Records of labeled points:
↓
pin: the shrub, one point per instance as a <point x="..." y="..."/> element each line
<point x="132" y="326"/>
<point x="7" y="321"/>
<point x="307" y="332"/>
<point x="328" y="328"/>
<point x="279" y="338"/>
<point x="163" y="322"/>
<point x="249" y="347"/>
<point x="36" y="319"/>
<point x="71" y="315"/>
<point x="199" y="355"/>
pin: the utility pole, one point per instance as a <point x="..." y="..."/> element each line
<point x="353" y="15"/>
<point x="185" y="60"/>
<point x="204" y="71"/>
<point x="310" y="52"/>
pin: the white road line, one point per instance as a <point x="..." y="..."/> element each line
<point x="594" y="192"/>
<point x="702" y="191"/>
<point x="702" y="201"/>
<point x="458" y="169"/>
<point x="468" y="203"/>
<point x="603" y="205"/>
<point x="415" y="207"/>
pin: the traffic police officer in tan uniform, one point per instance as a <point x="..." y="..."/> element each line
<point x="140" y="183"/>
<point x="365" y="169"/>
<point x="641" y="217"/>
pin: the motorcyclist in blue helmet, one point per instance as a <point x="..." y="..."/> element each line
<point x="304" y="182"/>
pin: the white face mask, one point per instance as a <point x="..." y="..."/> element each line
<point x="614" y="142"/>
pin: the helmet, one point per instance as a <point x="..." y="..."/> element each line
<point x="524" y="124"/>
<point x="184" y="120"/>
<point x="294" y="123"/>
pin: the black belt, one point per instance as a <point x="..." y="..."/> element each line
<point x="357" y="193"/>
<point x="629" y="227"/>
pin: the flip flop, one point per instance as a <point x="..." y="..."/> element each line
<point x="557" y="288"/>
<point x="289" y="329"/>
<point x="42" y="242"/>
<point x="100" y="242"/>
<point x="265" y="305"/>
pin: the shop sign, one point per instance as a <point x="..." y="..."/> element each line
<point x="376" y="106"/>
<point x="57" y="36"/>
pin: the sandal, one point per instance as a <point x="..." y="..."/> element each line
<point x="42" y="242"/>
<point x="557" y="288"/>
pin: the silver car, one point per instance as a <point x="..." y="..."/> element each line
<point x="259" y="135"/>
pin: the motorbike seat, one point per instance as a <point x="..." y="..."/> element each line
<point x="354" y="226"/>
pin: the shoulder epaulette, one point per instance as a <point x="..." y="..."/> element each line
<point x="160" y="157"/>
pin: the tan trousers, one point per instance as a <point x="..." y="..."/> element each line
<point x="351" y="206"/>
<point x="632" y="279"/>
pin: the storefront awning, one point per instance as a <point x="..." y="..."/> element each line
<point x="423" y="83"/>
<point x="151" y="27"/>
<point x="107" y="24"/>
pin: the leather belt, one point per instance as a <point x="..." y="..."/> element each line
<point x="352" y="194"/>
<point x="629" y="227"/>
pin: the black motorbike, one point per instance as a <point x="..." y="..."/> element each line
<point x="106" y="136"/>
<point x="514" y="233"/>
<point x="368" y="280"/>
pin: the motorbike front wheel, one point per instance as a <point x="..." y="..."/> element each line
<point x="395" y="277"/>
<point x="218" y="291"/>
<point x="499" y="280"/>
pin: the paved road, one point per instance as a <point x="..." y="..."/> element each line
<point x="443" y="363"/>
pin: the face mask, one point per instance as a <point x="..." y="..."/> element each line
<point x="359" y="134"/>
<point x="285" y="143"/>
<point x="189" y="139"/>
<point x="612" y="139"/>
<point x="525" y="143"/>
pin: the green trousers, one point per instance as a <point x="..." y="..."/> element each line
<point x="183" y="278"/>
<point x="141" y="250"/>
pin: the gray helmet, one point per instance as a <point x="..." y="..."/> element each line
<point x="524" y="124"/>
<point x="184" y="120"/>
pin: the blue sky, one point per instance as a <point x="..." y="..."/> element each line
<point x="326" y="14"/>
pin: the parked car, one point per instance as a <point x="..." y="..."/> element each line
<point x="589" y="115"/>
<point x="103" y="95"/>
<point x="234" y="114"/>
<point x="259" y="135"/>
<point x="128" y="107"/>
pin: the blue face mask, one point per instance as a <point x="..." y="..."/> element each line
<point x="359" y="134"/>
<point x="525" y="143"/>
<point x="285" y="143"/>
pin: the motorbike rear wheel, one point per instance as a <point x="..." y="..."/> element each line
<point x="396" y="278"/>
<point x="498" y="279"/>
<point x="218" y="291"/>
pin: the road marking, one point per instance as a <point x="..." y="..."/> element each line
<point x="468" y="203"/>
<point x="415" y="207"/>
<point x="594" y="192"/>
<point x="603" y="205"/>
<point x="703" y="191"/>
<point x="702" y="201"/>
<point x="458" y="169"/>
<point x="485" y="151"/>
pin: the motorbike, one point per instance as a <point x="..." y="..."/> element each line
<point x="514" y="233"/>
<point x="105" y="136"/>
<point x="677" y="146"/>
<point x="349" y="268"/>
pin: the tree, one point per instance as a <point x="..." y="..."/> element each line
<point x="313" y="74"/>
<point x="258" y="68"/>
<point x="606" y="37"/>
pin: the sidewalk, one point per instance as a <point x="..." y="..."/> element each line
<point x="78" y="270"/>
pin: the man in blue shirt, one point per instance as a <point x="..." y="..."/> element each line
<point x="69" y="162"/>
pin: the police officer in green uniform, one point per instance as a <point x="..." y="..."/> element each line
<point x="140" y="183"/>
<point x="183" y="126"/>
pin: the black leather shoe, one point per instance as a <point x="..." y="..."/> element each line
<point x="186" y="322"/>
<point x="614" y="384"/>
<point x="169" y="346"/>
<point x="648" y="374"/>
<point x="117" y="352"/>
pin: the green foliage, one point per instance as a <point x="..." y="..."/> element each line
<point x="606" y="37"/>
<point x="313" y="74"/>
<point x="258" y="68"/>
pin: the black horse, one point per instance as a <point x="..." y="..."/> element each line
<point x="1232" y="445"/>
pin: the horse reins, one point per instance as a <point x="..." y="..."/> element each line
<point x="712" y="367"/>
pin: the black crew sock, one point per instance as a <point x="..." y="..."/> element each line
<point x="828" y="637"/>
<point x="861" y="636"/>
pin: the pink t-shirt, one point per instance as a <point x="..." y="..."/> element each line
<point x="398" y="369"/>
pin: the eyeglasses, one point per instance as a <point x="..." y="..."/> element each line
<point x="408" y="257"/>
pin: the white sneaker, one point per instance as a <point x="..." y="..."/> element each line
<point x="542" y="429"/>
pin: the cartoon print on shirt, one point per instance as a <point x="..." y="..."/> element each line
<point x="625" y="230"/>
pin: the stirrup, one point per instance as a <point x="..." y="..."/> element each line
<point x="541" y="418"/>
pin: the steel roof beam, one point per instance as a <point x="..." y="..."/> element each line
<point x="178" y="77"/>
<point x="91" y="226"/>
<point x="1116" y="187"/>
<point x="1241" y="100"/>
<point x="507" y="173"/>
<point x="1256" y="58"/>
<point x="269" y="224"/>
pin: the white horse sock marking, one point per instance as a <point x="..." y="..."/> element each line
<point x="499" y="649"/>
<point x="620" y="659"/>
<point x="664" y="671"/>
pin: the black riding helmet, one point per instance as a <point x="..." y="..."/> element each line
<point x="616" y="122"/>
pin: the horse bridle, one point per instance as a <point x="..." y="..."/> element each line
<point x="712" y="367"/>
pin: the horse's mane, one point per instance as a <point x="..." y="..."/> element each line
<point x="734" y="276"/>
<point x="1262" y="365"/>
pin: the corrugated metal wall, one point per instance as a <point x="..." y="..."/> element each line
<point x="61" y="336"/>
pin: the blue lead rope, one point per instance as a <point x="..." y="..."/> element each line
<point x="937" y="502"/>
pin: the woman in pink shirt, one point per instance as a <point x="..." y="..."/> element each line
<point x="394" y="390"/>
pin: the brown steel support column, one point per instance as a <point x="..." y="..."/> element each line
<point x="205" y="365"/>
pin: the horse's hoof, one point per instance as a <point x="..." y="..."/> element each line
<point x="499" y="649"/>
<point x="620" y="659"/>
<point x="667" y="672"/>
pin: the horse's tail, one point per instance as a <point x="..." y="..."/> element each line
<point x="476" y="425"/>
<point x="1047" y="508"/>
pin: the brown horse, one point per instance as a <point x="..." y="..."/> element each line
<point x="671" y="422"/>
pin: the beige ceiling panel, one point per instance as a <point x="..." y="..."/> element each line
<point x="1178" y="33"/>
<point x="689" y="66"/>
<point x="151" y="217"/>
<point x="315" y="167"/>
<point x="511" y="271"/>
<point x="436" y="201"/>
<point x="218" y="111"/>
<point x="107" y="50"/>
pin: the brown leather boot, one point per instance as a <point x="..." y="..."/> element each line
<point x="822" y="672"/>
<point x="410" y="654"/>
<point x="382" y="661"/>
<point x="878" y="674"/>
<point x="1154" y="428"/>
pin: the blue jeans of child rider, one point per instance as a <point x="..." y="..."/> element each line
↑
**SHORT EXERCISE**
Write out, word for word, every line from the one containing "pin: the brown horse, one" through the last line of the records above.

**PROBLEM SOLUTION**
pin: the brown horse, one point per instance as a <point x="..." y="..."/> element each line
<point x="671" y="422"/>
pin: the beige ceiling panel, one point per instance as a <point x="..." y="..."/> element each line
<point x="1178" y="33"/>
<point x="689" y="66"/>
<point x="151" y="217"/>
<point x="315" y="167"/>
<point x="511" y="271"/>
<point x="436" y="201"/>
<point x="218" y="111"/>
<point x="107" y="50"/>
pin: the brown leather boot, one point per instance as a <point x="..." y="..."/> element each line
<point x="822" y="672"/>
<point x="410" y="654"/>
<point x="382" y="661"/>
<point x="878" y="674"/>
<point x="1154" y="428"/>
pin: the blue jeans of child rider, one point per instance as a <point x="..." y="..."/> element each line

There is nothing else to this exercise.